[Task A]
Write out the stretch of the article on missing PMNs from "The FDA and" through "packaging approval program.", word for word.
[Task B]
Answer these questions using the article on missing PMNs:
(i) On what date did the PMN program formally open for business?
(ii) How many days did the FDA have in the past to approve a petition?
(iii) Who is the FDA official in charge of the program?
[Task C]
Carry the article on missing PMNs forward from its last sentence.

[Reading text]
= Beginning of Section =
Mystery of the missing PMNs

The FDA and the pharmaceutical industry are both scratching their figurative heads over packaging suppliers’ apparent hesitancy to use the agency’s new 120-day packaging approval program.

The final pieces to the FDA’s new, eagerly awaited 120-day packaging appoval program are falling into place amid a growing mystery: Packaging suppliers and their customers are ignoring it! The agency finalized last August a rule containing exemptions for filing environmental assessments with pre-manufacture notifications (PMNs) for new food contact substances (FCS). That may help to get the PMNs rolling in. But maybe not. What happens when Congress funds a new $6 million/year program demanded by resin suppliers and packaging buyers and then hardly anybody uses it? Although the PMN program formally opened for business Jan. 18, 2000, and about 25 PMNs have since been filed, that number is far below what the industry and FDA had expected. “We and they are puzzled,” says Steve Hentges, a spokesman for the American Plastics Council. “It has been surprisingly quiet.” The program is open to food additives that are food-contact substances. Notification must include information on the identity and intended use of the FCS and describe the basis for a notifier’s determination that the intended use is safe. The key is that the amount and quality of documentation is far less than what had been needed when a packaging supplier was required to submit an indirect food additives petition. That was the only previous way of getting new packaging approved by the FDA. The FDA has committed to examining PMNs for new packages that are clearly safe within 120 days. If the agency does not object to the PMN within 120 days, the company is free to go to market. In the past, the FDA had 180 days to approve a petition, but in practice the agency requirements tied up companies for years. Often when final approval was eventually granted, a manufacturer’s buyers had lost interest in the packaging change. Mitchell Cheeseman, the FDA official in charge of the program, is also scratching his head over the mystery of the “missing” PMNs. “There is something going on out there,” he states. “I can’t imagine companies are not chomping at the bit.” But contrary numbers stare him in the face.
= End of Section =
(Saved entries)
= Beginning of Section =
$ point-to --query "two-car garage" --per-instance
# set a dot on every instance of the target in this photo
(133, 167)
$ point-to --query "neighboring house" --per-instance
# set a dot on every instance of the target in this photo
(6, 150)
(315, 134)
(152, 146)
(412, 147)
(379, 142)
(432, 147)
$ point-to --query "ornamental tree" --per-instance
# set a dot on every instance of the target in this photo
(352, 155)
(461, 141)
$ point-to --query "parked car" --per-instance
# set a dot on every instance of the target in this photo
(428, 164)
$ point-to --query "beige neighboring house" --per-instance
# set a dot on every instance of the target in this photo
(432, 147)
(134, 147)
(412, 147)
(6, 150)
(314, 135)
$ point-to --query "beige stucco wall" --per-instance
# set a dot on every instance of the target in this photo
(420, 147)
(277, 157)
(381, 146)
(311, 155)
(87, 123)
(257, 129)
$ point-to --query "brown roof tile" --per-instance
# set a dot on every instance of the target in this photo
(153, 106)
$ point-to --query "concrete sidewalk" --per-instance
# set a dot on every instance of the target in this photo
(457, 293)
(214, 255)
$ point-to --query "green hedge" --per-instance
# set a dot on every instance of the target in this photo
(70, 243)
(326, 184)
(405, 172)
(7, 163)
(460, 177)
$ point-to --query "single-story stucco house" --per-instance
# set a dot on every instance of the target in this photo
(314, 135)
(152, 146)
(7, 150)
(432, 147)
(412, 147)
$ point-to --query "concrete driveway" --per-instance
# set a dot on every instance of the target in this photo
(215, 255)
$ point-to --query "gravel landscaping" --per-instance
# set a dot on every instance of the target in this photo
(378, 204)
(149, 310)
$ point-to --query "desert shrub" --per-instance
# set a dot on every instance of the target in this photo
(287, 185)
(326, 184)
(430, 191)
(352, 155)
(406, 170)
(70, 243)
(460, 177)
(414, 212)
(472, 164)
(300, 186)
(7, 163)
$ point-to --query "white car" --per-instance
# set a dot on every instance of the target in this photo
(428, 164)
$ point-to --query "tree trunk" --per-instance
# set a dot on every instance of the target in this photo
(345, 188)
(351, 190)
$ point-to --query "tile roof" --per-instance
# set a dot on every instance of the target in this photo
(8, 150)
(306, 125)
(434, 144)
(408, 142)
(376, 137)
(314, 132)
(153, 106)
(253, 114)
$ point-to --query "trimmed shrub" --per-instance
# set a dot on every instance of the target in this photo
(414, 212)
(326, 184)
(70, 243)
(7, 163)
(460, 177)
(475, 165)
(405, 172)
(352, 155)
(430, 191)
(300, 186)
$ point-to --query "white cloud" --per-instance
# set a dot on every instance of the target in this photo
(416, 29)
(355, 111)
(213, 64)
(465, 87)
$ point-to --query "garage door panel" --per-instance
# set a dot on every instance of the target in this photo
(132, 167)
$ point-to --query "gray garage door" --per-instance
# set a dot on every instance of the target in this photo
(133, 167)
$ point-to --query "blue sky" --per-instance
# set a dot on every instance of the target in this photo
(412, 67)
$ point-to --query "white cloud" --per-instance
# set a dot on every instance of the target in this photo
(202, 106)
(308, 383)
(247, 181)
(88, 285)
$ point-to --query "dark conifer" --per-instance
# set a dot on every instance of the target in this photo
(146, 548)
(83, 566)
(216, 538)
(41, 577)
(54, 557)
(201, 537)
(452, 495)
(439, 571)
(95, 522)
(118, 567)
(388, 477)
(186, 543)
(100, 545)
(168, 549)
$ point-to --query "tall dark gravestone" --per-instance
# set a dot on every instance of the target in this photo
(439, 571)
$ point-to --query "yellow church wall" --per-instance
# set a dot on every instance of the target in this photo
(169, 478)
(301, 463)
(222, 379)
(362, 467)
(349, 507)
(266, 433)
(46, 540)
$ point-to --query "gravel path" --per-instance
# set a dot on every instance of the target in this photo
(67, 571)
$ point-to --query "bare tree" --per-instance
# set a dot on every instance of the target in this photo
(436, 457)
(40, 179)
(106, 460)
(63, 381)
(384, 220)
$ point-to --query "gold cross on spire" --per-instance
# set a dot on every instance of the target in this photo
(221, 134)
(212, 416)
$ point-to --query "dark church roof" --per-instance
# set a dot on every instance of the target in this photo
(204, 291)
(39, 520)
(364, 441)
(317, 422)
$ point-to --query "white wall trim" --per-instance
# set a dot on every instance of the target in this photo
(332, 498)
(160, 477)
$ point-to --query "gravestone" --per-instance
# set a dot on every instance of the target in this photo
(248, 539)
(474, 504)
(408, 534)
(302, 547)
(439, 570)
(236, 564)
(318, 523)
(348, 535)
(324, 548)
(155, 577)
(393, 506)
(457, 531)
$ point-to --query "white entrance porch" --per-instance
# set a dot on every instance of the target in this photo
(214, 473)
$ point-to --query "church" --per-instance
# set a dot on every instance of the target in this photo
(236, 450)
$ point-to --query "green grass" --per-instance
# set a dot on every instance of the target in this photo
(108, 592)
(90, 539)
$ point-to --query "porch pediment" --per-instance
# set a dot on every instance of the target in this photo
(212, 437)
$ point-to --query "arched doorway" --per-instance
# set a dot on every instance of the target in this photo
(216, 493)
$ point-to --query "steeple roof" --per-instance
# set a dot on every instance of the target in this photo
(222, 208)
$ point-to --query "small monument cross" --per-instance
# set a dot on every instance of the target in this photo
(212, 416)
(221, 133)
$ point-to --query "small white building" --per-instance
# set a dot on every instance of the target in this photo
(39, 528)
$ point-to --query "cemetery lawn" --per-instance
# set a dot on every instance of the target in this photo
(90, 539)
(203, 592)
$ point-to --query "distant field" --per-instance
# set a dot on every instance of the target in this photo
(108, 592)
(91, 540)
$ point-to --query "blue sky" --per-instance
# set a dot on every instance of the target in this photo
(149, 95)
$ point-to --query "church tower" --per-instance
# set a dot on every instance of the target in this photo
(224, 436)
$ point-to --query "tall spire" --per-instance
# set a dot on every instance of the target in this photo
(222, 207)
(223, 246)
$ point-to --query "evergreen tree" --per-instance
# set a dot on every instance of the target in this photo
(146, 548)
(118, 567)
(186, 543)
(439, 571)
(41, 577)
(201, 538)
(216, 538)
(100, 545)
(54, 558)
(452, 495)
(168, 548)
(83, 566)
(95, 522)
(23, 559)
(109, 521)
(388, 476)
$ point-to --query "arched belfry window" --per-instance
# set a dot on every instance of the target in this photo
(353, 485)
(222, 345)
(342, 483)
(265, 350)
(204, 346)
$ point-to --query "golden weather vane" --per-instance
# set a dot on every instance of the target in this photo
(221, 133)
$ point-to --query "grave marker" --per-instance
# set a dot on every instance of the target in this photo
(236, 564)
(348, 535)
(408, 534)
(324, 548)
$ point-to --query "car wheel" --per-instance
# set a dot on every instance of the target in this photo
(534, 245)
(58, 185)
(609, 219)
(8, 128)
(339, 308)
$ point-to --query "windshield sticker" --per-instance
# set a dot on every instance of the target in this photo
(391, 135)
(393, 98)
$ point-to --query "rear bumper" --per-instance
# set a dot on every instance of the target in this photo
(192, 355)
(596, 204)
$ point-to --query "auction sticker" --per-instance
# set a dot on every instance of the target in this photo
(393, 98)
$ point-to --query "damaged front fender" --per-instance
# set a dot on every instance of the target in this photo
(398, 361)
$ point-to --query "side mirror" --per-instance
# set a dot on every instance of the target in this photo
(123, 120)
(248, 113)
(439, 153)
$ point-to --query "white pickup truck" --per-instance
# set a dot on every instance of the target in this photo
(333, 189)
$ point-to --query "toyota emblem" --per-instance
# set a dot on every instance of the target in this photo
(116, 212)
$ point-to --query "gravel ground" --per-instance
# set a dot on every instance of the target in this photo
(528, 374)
= End of Section =
[Answer area A]
The FDA and the pharmaceutical industry are both scratching their figurative heads over packaging suppliers’ apparent hesitancy to use the agency’s new 120-day packaging approval program.

[Answer area B]
(i) Jan. 18, 2000
(ii) 180 days
(iii) Mitchell Cheeseman

[Answer area C]
More petitions in past In 1999, packaging manufacturers submitted approximately 80 new threshold of regulation or indirect food-additive petitions to the FDA. Those are the kinds of petitions that could be submitted as PMNs. Yet Cheeseman says that by late summer, the FDA had received only about 25 PMNs. “I don’t think it is because the industry is being less innovative,” he explains. Hentges surmises that some companies may have held back PMNs because they have been legally required to submit environmental assessments. Cheeseman hopes to get some idea of what, if any, disincentives companies are facing when the FDA receives comments on the proposed rule it issued last July that laid out the ground rules for the program. The fact that there is draft guidance may have inhibited some companies from submitting PMNs. But most industry officials say that the proposed rule looks pretty good. Jerry Heckman, the Heckman in Keller & Heckman, the Washington law firm that represents resin suppliers and packaging manufacturers, calls the proposed rule on the PMN program “generally quite excellent.”